::: EXERCISE MATERIALS

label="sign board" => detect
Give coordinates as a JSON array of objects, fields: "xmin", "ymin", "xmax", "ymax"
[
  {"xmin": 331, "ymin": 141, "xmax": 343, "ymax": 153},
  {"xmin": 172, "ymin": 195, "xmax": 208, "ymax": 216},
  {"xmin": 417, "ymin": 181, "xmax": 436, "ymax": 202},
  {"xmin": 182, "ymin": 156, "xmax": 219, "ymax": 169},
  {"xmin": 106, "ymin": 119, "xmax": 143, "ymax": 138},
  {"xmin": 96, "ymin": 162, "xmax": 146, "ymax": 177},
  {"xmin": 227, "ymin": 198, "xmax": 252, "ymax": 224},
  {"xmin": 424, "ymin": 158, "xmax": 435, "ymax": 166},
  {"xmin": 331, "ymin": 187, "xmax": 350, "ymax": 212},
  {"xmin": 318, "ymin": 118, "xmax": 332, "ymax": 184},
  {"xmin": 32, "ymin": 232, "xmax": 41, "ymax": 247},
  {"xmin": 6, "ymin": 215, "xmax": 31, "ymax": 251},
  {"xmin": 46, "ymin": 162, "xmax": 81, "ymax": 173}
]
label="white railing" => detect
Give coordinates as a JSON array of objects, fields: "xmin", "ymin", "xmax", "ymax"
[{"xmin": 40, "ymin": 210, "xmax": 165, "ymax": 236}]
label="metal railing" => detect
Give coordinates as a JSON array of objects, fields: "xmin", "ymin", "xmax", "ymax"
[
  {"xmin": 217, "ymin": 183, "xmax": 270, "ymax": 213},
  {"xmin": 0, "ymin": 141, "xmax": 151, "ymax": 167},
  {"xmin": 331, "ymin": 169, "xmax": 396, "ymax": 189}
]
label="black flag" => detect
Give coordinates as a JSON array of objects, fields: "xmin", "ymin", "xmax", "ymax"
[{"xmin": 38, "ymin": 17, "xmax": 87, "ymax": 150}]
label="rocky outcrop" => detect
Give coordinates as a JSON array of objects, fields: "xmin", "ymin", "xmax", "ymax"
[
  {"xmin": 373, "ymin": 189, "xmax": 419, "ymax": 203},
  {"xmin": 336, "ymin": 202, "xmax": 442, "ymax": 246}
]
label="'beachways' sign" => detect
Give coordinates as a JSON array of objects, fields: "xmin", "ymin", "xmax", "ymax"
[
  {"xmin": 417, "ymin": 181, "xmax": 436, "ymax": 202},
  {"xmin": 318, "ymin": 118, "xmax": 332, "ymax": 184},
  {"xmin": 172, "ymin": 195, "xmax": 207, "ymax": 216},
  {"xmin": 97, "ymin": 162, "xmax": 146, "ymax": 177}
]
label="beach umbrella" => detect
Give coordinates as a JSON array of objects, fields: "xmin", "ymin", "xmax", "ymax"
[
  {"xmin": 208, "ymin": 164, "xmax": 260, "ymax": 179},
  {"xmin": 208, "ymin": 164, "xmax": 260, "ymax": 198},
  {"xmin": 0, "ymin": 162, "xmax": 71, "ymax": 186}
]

::::::

Would you write out all of the data again, unchanged?

label="sign board" => detect
Give coordinates as a JSON array of objects, fields: "xmin", "ymin", "xmax", "ymax"
[
  {"xmin": 331, "ymin": 141, "xmax": 343, "ymax": 153},
  {"xmin": 172, "ymin": 195, "xmax": 208, "ymax": 216},
  {"xmin": 417, "ymin": 181, "xmax": 436, "ymax": 202},
  {"xmin": 182, "ymin": 156, "xmax": 219, "ymax": 169},
  {"xmin": 106, "ymin": 119, "xmax": 143, "ymax": 138},
  {"xmin": 96, "ymin": 162, "xmax": 146, "ymax": 177},
  {"xmin": 227, "ymin": 198, "xmax": 252, "ymax": 224},
  {"xmin": 424, "ymin": 158, "xmax": 435, "ymax": 166},
  {"xmin": 331, "ymin": 187, "xmax": 350, "ymax": 212},
  {"xmin": 318, "ymin": 118, "xmax": 332, "ymax": 184},
  {"xmin": 32, "ymin": 232, "xmax": 41, "ymax": 247},
  {"xmin": 6, "ymin": 215, "xmax": 31, "ymax": 251},
  {"xmin": 46, "ymin": 162, "xmax": 81, "ymax": 173}
]
label="white railing" => detect
Give coordinates as a JSON array of objects, fields: "xmin", "ymin", "xmax", "ymax"
[{"xmin": 40, "ymin": 210, "xmax": 165, "ymax": 236}]
label="metal railing" => detect
Give coordinates as a JSON array of objects, fields: "xmin", "ymin", "xmax", "ymax"
[
  {"xmin": 217, "ymin": 183, "xmax": 270, "ymax": 213},
  {"xmin": 0, "ymin": 141, "xmax": 151, "ymax": 167},
  {"xmin": 331, "ymin": 169, "xmax": 396, "ymax": 189}
]
label="black flag" => detect
Give coordinates as a JSON array of objects, fields: "xmin", "ymin", "xmax", "ymax"
[{"xmin": 38, "ymin": 17, "xmax": 87, "ymax": 150}]
label="rocky outcrop" => detect
Give coordinates as a JSON array of objects, fields: "xmin", "ymin", "xmax", "ymax"
[
  {"xmin": 373, "ymin": 189, "xmax": 419, "ymax": 203},
  {"xmin": 336, "ymin": 202, "xmax": 442, "ymax": 246}
]
label="'beachways' sign" => detect
Give coordinates as a JSON array of objects, fields: "xmin", "ymin", "xmax", "ymax"
[
  {"xmin": 417, "ymin": 181, "xmax": 436, "ymax": 202},
  {"xmin": 318, "ymin": 118, "xmax": 332, "ymax": 184},
  {"xmin": 172, "ymin": 195, "xmax": 207, "ymax": 216},
  {"xmin": 97, "ymin": 162, "xmax": 146, "ymax": 177}
]
label="beach umbrella" => detect
Give coordinates as a JSON array of objects, fields: "xmin", "ymin", "xmax", "ymax"
[
  {"xmin": 208, "ymin": 164, "xmax": 260, "ymax": 179},
  {"xmin": 208, "ymin": 164, "xmax": 260, "ymax": 198},
  {"xmin": 0, "ymin": 162, "xmax": 71, "ymax": 186}
]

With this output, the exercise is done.